-------- Document section
Ringing in the New Year
The past week I've been inexplicably happy. Granted, some major things in my life are up in the air, with the imminent move to Oklahoma and no place to live yet. I've got irons in the fire, and my consulting business is really starting to pick up.
Yesterday, I checked off a huge personal milestone with flying colors. I was giddy the whole evening, and my husband was so proud of me, as it had to do with overcoming a long-standing fear. A few days earlier, a phrase came to me during the still of the morning, when God seems so much closer than He does during the day. Perhaps it's because the distractions of the day have yet to muscle their way into my mind. The phrase was, "2013 is the year of miracles".
And I believe it already is. Much of the heavy grief and doubt of last month has gone with the dawning of this new year, fraught though it is with uncertainty and political unrest in this country. Indeed, the world as we knew it no longer exists, and America has chosen a path much different than its founding fathers would have wanted for her. But for some reason, it doesn't worry me.
2013 is the year of my miracles, big and small. I've seen a few of them already. The hope I have for the future is one. The certainty I feel that my manuscript will find a publisher and will find public success is another. My ability to be at peace knowing nothing about where I will live or how I will retain my clients and gain clients in another state is a third miracle.
Whatever unseen forces stood in my path to success and prosperity before, they are no match for my miracles. Because I believe.
Here's to the best year yet!
A Somber 2012 Holiday Season
The Christmas season is here, but much of the excitement and tingly warm fuzzies are absent this time. 2012 has been a season of harvest and change, and as we step forward into 2013, in many aspects, nothing will ever be the same again.
----------------
### Work instruction 1
List the miracles that the New Year post counts among those already seen.
### Work instruction 2
In the New Year post, what phrase came to the writer during the still of the morning?
-------- Source material
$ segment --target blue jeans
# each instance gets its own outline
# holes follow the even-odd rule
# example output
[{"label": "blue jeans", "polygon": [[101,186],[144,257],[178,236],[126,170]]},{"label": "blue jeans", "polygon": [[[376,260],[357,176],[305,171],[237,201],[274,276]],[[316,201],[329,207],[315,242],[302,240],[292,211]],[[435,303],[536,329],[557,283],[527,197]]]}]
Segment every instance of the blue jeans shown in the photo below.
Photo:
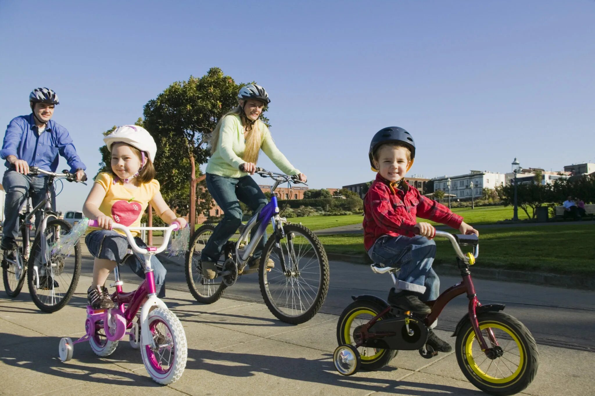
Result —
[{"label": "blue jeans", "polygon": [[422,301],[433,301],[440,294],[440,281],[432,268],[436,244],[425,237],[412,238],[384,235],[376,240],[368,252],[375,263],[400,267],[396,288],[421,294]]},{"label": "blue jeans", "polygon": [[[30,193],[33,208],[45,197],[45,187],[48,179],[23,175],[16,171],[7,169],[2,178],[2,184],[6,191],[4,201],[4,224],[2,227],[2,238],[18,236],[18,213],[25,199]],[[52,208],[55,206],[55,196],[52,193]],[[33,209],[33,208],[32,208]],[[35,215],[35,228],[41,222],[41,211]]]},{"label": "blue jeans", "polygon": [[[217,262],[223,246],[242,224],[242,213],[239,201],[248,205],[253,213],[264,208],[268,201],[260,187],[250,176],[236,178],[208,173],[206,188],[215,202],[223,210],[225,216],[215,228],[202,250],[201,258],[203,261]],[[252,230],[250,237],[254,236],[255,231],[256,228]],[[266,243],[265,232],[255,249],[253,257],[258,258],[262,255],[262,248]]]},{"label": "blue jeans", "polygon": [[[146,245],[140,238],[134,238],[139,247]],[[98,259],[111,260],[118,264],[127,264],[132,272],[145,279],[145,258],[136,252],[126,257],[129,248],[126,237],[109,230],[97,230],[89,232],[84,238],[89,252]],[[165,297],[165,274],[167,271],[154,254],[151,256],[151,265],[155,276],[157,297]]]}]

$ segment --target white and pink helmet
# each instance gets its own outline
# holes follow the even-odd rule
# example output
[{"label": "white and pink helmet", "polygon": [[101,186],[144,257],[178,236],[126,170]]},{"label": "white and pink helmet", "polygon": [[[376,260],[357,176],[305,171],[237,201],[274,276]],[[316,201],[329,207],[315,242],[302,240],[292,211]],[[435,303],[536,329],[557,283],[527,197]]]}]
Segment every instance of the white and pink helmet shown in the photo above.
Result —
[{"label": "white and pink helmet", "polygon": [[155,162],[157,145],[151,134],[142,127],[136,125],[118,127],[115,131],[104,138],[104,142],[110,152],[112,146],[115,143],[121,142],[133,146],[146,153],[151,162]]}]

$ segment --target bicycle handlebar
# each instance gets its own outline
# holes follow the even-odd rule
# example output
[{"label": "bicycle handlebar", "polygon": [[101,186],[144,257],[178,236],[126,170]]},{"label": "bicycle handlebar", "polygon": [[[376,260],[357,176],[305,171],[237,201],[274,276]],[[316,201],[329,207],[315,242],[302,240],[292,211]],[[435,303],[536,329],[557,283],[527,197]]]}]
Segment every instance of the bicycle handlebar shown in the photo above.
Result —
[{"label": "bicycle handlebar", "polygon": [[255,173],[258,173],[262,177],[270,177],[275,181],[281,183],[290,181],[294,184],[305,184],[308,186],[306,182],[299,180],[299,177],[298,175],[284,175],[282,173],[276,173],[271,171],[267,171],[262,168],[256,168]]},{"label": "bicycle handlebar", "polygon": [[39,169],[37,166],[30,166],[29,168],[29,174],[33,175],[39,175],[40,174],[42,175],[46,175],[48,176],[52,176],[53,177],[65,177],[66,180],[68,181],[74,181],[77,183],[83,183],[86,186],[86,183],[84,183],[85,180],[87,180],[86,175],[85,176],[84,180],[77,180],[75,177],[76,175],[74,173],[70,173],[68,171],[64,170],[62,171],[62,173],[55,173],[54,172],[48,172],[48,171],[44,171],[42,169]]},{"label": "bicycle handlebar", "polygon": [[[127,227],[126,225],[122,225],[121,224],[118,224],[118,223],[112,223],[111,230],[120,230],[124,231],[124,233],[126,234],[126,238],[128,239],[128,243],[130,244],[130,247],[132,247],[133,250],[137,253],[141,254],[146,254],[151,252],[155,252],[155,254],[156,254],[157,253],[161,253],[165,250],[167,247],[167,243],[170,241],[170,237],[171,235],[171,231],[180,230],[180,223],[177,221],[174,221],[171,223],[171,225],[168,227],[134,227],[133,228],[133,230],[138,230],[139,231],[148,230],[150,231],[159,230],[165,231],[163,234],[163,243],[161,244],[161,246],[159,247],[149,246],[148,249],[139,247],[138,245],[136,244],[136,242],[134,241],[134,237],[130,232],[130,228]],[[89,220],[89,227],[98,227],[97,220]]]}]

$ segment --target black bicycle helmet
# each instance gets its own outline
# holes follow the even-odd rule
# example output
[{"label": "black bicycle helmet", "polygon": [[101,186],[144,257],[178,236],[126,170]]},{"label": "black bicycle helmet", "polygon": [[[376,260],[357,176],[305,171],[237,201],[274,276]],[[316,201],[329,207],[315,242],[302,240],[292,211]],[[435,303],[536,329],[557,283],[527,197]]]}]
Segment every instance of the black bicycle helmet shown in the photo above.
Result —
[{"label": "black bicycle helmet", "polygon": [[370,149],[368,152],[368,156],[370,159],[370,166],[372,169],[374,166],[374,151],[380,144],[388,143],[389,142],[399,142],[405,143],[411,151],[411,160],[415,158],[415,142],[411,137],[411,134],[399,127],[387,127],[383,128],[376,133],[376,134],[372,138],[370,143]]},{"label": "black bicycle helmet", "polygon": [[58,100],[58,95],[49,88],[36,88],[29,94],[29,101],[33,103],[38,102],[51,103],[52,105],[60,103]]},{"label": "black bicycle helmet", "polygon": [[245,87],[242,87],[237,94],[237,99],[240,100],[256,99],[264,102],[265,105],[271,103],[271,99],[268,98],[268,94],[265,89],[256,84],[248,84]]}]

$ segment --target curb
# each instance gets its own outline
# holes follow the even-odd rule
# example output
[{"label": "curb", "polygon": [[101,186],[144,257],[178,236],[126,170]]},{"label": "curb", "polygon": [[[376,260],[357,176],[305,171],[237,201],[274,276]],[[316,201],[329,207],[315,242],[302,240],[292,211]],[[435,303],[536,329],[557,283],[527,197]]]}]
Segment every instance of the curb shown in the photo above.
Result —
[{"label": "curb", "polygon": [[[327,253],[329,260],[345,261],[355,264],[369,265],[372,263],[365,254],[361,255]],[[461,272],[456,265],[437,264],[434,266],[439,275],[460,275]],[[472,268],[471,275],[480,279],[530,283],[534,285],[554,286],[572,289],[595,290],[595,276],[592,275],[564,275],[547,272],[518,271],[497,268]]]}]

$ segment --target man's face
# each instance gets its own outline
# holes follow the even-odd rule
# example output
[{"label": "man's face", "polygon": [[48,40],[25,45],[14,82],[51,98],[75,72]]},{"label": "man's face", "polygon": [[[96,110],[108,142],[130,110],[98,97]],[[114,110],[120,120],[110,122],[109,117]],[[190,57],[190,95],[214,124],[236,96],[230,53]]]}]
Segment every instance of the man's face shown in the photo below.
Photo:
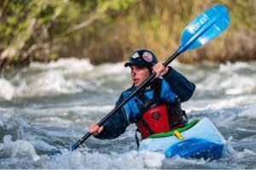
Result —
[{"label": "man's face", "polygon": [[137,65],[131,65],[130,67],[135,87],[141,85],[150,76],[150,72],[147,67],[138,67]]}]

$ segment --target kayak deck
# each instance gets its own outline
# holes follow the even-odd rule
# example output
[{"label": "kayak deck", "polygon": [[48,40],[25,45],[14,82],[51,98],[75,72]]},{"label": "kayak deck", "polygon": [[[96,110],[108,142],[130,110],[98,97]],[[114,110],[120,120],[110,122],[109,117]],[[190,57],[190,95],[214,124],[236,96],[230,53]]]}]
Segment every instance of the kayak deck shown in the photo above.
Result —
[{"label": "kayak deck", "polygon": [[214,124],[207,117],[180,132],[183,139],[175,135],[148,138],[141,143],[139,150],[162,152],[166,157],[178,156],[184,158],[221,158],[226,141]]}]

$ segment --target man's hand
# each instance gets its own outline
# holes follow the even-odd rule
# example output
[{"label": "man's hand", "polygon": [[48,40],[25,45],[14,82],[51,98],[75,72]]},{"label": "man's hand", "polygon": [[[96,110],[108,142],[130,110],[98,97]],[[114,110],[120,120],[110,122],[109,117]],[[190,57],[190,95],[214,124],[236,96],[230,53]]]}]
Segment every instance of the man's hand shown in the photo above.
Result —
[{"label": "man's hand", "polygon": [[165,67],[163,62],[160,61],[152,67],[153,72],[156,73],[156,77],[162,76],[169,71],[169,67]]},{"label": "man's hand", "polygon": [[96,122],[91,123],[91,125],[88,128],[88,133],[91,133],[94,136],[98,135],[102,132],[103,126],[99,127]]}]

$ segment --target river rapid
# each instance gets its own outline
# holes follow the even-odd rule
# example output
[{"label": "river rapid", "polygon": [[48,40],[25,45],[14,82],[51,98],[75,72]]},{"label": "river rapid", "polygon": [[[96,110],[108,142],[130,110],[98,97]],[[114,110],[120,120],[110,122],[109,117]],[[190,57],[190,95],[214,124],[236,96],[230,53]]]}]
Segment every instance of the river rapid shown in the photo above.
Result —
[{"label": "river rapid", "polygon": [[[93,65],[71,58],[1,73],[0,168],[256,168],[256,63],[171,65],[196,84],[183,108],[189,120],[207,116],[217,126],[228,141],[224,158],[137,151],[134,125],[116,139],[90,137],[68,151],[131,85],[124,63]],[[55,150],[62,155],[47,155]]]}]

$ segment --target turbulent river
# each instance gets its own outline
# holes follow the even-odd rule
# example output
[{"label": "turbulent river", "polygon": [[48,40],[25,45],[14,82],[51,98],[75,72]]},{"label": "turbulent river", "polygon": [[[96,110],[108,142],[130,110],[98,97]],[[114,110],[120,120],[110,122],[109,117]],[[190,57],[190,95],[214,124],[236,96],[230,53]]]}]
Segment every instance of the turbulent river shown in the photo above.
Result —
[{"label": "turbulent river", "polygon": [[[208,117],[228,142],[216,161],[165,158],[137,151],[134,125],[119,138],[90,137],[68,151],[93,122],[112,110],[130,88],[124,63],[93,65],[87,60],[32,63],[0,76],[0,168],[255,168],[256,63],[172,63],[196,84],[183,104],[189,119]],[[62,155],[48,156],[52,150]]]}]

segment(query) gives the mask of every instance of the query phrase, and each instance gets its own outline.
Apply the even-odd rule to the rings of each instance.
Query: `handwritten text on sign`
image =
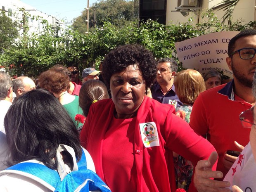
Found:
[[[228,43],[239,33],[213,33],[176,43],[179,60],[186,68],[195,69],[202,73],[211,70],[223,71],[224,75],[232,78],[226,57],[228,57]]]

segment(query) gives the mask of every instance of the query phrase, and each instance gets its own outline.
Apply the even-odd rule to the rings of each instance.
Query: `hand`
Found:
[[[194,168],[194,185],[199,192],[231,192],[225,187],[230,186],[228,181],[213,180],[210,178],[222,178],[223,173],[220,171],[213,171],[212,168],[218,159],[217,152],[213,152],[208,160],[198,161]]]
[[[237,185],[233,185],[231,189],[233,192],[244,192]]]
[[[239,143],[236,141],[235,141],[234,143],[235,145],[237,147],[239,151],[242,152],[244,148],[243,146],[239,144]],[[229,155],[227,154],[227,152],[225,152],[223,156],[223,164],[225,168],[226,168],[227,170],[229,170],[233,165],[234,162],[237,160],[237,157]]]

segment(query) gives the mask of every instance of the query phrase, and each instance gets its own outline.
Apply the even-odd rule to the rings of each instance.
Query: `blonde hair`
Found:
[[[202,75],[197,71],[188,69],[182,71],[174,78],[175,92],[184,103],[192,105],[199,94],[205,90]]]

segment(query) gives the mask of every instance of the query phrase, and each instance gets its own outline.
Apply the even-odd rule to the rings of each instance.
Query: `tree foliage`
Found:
----------------
### Task result 1
- The hope the writer has for the future
- The certainty that the manuscript will find a publisher and public success
- The ability to be at peace without knowing where the writer will live or how clients will be retained and gained in another state

### Task result 2
"2013 is the year of miracles"